| EXTRACT TO READ |
## START
Two years ago the Abbassi family built this home without the necessary permits required by the Israeli authorities who control Eastern Palestinian part of Jerusalem. At the time, they had been displaced by Israeli settlers from their house in nearby neighborhood, Silwan. It is costly and extremely difficult for Palestinians to obtain permits from the Israeli administration to build houses in East Jerusalem. They are often denied permits to build.
From 8:30 onwards the international presence did all they could to highlight the issue through diplomatic and humanitarian channels. The response was one of documenting and compiling another 'statistic'. The world's apathy to this situation is palpable.
9:55 AM. A scuffle erupted after shouting was exchanged between a family member and a worker. Someone had scratched the furniture as they carried it single file from the house to the edge of the property. Three minutes later the family is escorted to another part of the of the house where they were detained, children included. Thankfully the children were moved to the neighbors house, but they were not spared anything as they watch through the slats of the neighbors balcony railing.
There are three children in the family, the youngest, a girl, is 7. She witnessed the whole thing and it broke my heart.
10:35 AM. There were three gaping holes in the roof of the house made by each of the bulldozers, one Caterpillar and two Hyundai. I thought out loud that "those are companies I plan to boycott."
Once again, I thought of my own daughter, and so approached a soldier and asked him if he would allow this to happen to his little sister. I was indignant and bewildered. I still can't fathom why a child should ever have to endure this. This is violence at its root, a misuse of law and bureaucracies and an overt violation of international law.
11:25 AM. It was done. The girl in braids stood on the rubble of her home and posed for the journalists next to her dusty, yet still-standing, rocking horse. She didn't say anything.
That was it. We filed away from the scene, sunburnt and depressed.
## END
| DATA PROVIDED |
## START
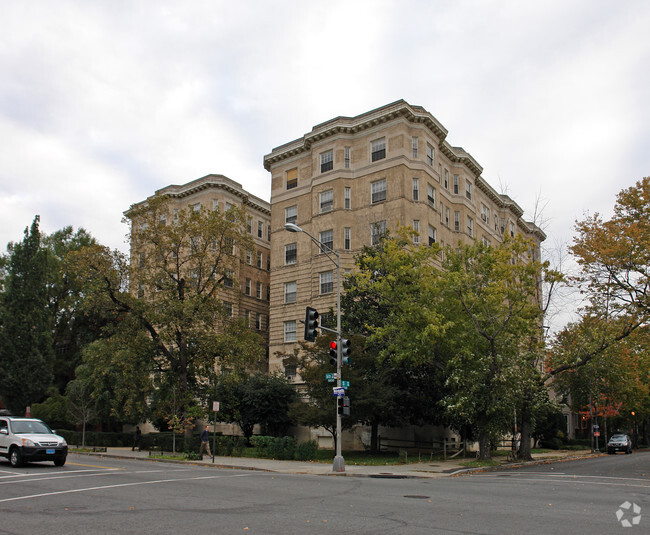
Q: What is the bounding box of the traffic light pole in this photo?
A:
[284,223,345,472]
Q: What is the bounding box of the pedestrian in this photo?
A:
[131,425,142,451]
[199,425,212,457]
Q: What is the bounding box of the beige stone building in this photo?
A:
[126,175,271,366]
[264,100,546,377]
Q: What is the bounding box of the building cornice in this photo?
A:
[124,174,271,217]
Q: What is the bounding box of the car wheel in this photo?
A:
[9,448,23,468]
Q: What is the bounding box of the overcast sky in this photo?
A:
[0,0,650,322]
## END
## START
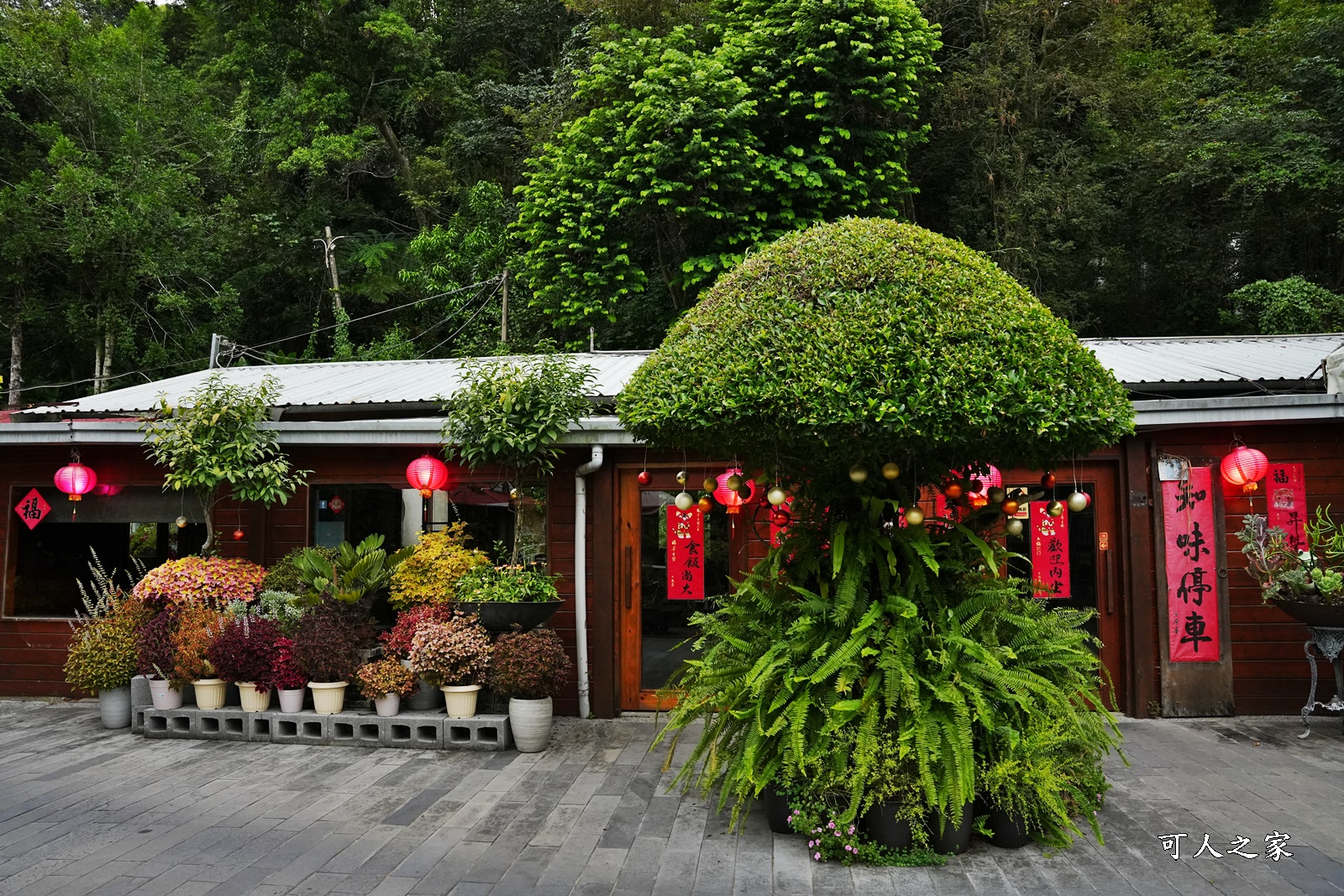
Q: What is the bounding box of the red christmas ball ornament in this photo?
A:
## END
| DIRECTIVE |
Retype the stretch of the house demolition account from "11:25 AM. It" through "sunburnt and depressed.", word for word.

| SOLUTION FOR THIS TASK |
11:25 AM. It was done. The girl in braids stood on the rubble of her home and posed for the journalists next to her dusty, yet still-standing, rocking horse. She didn't say anything.
That was it. We filed away from the scene, sunburnt and depressed.